_Required work:_
Leave out every picture, and restate word for word only the lines from the one containing "Task: Tag the billboard" through the end of the material.

_Stored data:_

◆ ◆ ◆ ◆

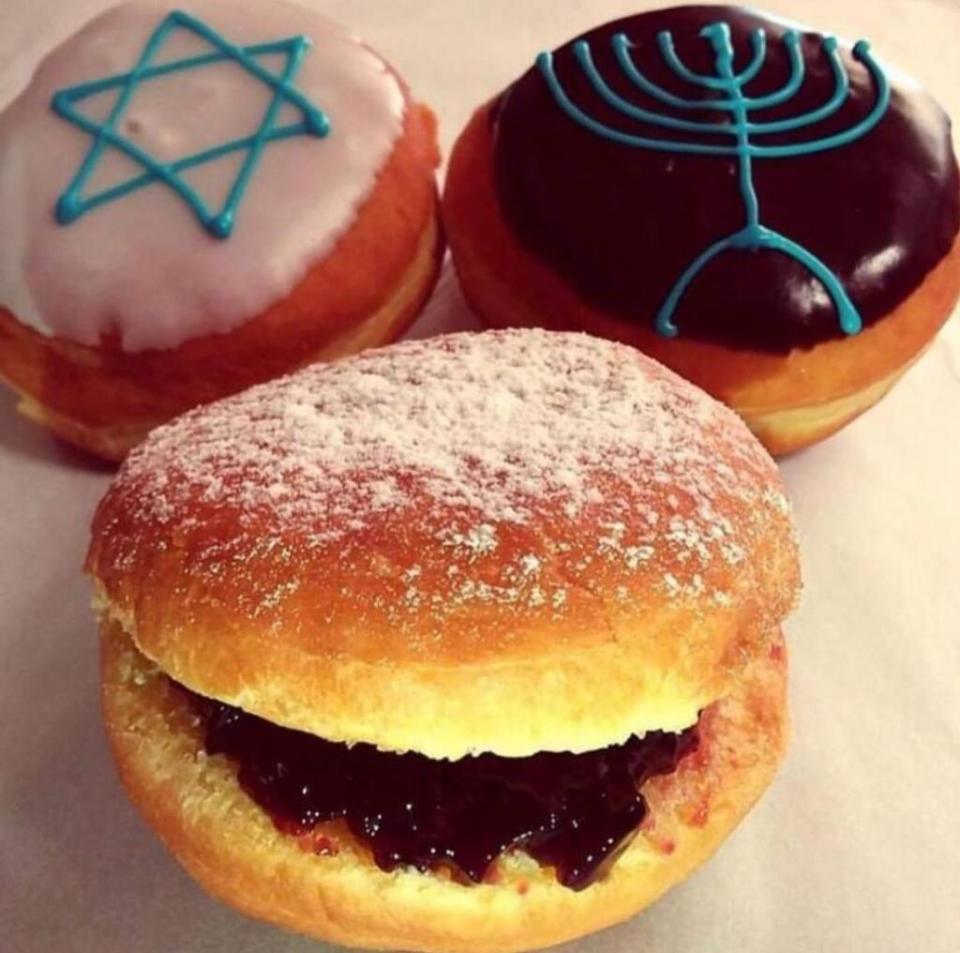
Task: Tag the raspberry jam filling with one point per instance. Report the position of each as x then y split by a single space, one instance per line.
574 812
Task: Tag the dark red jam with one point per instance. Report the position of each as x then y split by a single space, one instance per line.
574 812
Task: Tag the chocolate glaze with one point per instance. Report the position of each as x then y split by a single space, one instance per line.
574 812
621 224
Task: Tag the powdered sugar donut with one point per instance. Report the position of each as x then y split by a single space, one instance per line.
197 200
465 644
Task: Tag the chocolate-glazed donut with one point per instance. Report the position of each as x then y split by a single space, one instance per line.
769 211
621 224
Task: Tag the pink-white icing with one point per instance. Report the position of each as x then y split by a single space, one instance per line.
142 266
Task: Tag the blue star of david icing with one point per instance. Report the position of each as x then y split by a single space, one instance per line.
220 223
727 85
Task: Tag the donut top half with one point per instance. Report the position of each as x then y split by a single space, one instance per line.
174 169
624 204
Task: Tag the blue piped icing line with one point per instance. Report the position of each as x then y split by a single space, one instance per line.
729 84
220 223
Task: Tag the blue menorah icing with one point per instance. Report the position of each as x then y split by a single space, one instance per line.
72 205
730 84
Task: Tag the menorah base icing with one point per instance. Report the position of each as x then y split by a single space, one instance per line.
790 400
144 299
754 238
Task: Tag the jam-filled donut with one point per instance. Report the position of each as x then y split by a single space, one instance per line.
194 200
463 644
768 211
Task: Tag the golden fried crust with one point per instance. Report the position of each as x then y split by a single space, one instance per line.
420 626
790 401
366 292
229 845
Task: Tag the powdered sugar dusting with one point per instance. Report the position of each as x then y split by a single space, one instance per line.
511 462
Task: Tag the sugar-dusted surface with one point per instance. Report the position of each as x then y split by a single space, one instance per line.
497 468
404 547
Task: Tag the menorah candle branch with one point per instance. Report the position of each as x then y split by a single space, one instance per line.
730 98
72 205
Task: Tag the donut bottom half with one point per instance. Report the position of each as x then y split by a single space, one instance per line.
336 892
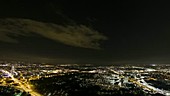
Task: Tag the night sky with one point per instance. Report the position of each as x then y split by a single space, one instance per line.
85 31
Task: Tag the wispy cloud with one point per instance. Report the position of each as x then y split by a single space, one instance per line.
77 35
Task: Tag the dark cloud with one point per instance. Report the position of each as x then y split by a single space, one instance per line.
73 35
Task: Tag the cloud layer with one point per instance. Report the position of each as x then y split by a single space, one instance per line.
78 35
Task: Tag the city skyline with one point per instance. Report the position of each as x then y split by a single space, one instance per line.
101 32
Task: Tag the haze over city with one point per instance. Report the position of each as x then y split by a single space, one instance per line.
85 31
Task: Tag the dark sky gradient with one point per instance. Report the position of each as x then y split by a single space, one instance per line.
137 31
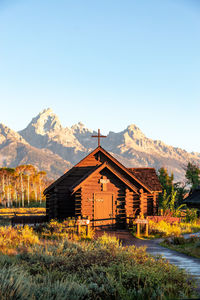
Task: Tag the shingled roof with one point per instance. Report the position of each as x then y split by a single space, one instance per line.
148 177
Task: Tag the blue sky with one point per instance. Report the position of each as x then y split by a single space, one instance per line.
105 63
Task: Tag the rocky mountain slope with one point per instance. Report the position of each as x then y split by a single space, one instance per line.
14 150
51 147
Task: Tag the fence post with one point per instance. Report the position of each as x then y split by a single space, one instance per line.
147 230
138 229
78 226
88 228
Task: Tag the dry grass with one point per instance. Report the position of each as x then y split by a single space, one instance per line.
165 229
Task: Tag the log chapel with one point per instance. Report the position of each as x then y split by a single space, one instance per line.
100 187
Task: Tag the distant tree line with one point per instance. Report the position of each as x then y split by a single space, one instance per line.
22 186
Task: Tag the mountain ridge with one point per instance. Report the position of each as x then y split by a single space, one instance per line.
63 147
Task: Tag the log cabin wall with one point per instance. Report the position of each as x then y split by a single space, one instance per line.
132 203
93 186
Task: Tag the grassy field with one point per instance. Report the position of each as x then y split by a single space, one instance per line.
165 229
190 246
9 212
55 263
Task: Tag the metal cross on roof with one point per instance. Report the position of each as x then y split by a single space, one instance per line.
99 136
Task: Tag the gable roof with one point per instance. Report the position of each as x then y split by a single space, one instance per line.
82 180
89 163
149 177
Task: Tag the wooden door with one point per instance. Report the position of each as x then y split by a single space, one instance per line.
103 207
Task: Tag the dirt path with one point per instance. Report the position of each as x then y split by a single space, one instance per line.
190 264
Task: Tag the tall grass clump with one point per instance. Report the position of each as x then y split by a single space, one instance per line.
165 229
13 239
65 268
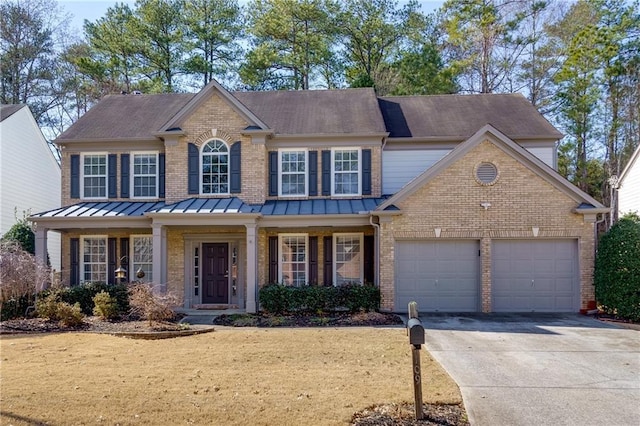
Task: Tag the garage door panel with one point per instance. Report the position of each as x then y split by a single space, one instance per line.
444 275
535 275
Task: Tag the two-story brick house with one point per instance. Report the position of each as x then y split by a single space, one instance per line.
452 201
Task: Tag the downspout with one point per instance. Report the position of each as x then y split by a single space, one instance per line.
376 249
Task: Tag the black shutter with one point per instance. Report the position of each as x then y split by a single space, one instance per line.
313 173
113 175
124 175
328 260
326 172
112 256
273 259
313 261
235 178
124 256
75 176
366 172
161 175
194 169
74 255
369 259
273 173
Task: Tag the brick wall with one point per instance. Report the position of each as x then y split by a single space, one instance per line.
520 200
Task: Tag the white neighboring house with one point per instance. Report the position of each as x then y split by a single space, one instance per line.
629 186
29 173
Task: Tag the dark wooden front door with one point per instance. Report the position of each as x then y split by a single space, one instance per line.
215 273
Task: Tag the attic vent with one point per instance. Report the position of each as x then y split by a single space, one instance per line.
486 173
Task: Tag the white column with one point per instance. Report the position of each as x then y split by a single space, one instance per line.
159 257
41 244
252 268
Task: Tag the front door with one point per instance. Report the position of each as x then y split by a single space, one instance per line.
215 272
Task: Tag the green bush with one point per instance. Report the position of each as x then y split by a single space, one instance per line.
617 269
52 308
279 298
106 306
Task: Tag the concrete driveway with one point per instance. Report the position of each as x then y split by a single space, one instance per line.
539 370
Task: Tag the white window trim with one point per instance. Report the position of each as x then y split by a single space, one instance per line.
280 253
132 264
106 257
132 176
201 184
306 172
360 235
333 171
106 175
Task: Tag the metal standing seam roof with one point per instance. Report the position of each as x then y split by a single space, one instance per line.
232 205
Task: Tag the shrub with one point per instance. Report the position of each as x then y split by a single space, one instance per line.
55 310
147 304
617 269
106 306
279 298
21 277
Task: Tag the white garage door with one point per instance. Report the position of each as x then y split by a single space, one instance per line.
535 276
442 276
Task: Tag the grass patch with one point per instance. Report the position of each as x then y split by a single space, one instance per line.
232 377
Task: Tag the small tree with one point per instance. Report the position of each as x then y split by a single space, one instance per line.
617 269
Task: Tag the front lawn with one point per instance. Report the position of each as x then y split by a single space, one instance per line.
229 377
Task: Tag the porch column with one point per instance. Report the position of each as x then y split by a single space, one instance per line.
41 243
252 267
159 257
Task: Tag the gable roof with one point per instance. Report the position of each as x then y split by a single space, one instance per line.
457 117
634 158
7 111
345 111
499 139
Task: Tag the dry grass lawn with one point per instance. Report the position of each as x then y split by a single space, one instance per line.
228 377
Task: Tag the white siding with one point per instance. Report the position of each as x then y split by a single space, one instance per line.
629 191
545 154
400 167
29 175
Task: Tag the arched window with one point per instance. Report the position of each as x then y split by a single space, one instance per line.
215 167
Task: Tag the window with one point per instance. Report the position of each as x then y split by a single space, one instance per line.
144 175
141 257
94 176
94 259
348 258
293 259
293 173
345 174
215 168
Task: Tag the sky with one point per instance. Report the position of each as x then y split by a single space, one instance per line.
95 9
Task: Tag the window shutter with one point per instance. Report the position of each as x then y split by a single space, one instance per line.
194 169
112 256
326 172
74 254
112 165
235 178
273 173
366 172
328 260
313 261
161 175
273 259
124 175
124 256
313 173
369 259
75 176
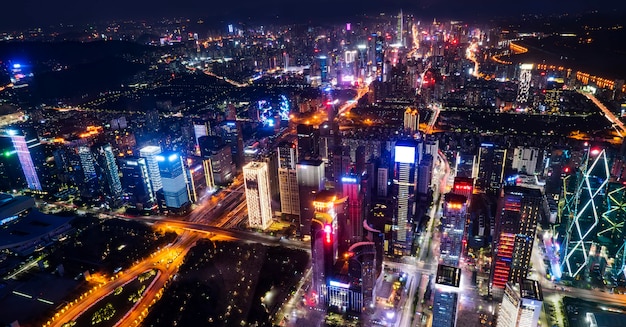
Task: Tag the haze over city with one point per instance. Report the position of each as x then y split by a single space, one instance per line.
398 163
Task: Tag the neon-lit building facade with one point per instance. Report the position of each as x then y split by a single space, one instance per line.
256 179
107 170
519 210
174 180
404 188
150 153
22 147
136 184
594 214
521 305
453 223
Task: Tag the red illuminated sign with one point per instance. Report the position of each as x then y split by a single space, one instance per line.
328 230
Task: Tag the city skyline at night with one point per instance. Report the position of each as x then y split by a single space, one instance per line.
401 164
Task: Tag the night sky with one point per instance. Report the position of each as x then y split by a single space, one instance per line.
29 13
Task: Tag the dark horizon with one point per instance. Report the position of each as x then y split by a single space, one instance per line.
75 12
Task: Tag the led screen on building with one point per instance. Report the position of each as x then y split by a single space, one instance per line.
405 154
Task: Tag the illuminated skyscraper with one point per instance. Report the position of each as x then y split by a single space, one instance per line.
150 153
136 183
351 188
404 187
218 161
308 142
256 178
521 304
519 211
411 119
174 180
323 68
523 90
491 160
325 239
447 283
595 224
107 171
23 146
453 223
288 179
310 174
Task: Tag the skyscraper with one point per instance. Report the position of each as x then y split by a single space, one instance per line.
136 184
525 159
411 120
491 160
340 164
453 223
107 171
519 211
256 178
150 153
310 174
351 188
404 187
23 146
447 283
174 180
521 304
217 160
325 239
595 233
287 179
231 133
308 142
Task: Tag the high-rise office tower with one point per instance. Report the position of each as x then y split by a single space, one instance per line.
351 188
231 133
521 304
363 272
411 120
326 141
523 89
217 160
519 211
150 153
255 176
87 163
174 180
287 179
107 171
323 68
491 162
463 186
325 239
447 283
595 234
23 145
382 182
340 164
271 159
308 142
136 184
406 157
453 223
465 165
525 160
200 129
310 174
400 31
425 174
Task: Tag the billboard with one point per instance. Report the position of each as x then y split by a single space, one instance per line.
405 154
448 275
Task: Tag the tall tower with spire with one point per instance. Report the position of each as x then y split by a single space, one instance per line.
400 39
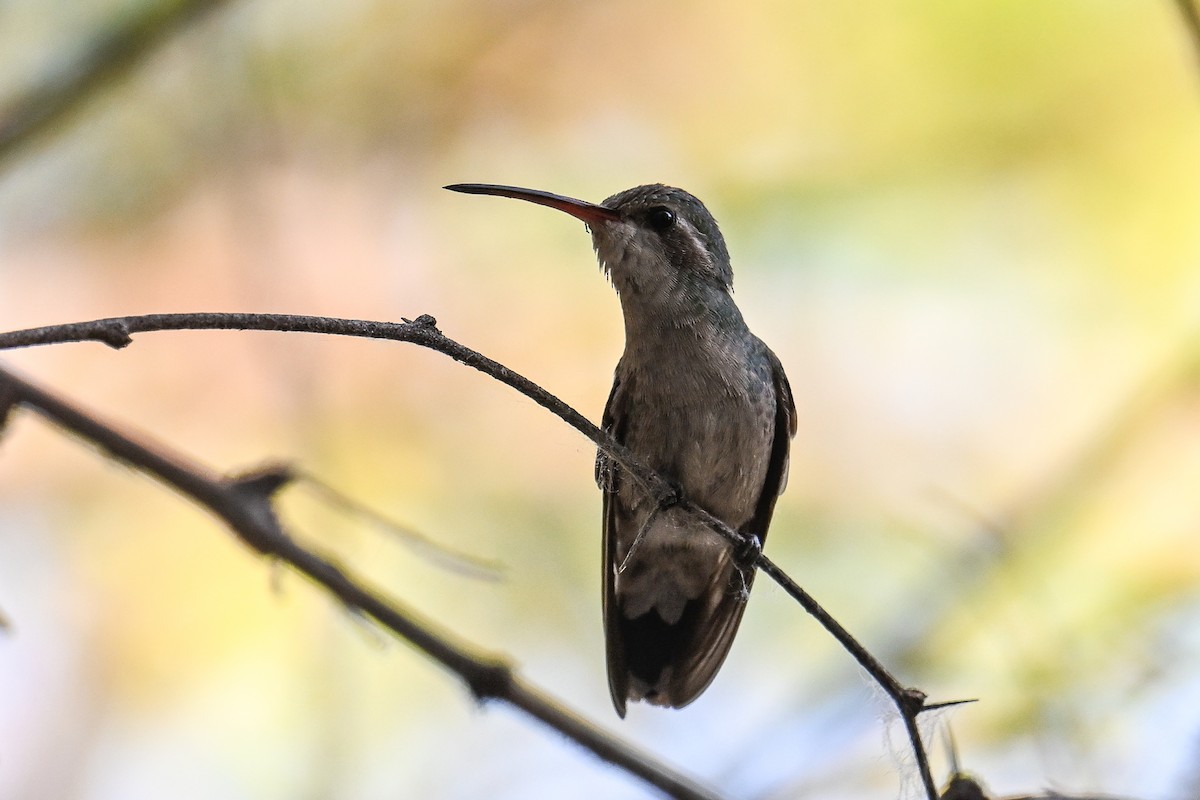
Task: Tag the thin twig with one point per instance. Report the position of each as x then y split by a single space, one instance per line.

◆ ◆ ◆ ◆

_Result of the task:_
Task: Tag the billboard with one point per instance. Report the position of each as x then y split by a single space, one instance per line.
405 154
448 275
Task: Tag the tall tower with spire with one point per instance. Report the position of each as x then y split by a single space, one instance per line.
400 39
Task: Tag the thin twig with one point per instance. Report the position of each as x then y split by a single space, one instance per line.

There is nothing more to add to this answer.